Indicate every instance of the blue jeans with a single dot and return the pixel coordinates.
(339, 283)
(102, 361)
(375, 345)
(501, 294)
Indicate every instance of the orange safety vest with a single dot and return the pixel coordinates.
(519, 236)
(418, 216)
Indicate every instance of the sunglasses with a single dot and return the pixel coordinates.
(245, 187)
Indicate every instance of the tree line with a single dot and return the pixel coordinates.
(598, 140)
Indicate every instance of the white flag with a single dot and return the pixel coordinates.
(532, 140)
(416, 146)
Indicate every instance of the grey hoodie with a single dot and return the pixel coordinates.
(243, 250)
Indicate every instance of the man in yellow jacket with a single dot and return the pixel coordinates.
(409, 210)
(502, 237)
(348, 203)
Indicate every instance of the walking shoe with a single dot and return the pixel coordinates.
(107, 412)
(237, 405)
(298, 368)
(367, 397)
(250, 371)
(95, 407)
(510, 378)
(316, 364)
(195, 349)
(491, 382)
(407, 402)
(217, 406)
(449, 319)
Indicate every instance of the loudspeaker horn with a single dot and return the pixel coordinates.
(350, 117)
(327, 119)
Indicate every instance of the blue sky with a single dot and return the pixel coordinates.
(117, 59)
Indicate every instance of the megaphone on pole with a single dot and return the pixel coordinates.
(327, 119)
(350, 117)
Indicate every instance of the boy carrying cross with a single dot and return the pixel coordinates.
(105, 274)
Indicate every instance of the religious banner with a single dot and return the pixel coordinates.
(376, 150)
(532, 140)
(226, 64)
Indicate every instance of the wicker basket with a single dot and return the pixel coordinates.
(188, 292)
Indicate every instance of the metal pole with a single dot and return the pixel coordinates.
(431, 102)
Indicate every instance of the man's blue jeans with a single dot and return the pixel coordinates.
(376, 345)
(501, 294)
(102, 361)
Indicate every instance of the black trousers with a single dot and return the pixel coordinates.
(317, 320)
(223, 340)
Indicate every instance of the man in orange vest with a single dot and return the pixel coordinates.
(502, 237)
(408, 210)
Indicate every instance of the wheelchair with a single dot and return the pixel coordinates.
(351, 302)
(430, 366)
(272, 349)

━━━━━━━━━━━━━━━━━━━━

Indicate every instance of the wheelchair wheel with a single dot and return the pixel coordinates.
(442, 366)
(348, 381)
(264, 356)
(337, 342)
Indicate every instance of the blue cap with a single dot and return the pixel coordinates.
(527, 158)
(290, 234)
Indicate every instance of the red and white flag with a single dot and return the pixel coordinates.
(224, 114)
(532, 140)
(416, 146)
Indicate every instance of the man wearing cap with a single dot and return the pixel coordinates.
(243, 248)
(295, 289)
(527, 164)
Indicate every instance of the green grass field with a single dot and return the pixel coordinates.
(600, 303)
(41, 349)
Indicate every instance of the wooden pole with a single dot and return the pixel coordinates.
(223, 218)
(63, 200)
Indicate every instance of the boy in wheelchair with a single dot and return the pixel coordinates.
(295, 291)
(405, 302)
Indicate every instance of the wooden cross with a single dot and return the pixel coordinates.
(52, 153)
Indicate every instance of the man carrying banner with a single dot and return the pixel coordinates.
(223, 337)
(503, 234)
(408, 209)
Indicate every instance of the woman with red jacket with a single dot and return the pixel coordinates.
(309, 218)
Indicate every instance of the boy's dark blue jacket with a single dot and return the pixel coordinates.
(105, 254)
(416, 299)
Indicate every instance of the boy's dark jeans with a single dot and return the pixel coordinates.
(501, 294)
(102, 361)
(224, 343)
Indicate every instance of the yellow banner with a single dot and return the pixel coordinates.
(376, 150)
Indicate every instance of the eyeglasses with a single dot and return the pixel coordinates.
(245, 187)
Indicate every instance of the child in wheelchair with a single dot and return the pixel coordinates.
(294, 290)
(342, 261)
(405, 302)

━━━━━━━━━━━━━━━━━━━━

• [TASK DIRECTIONS]:
Count the lines in the entries above that contain the word "carrying" and reply with only that number.

• [CORRECT OUTPUT]:
2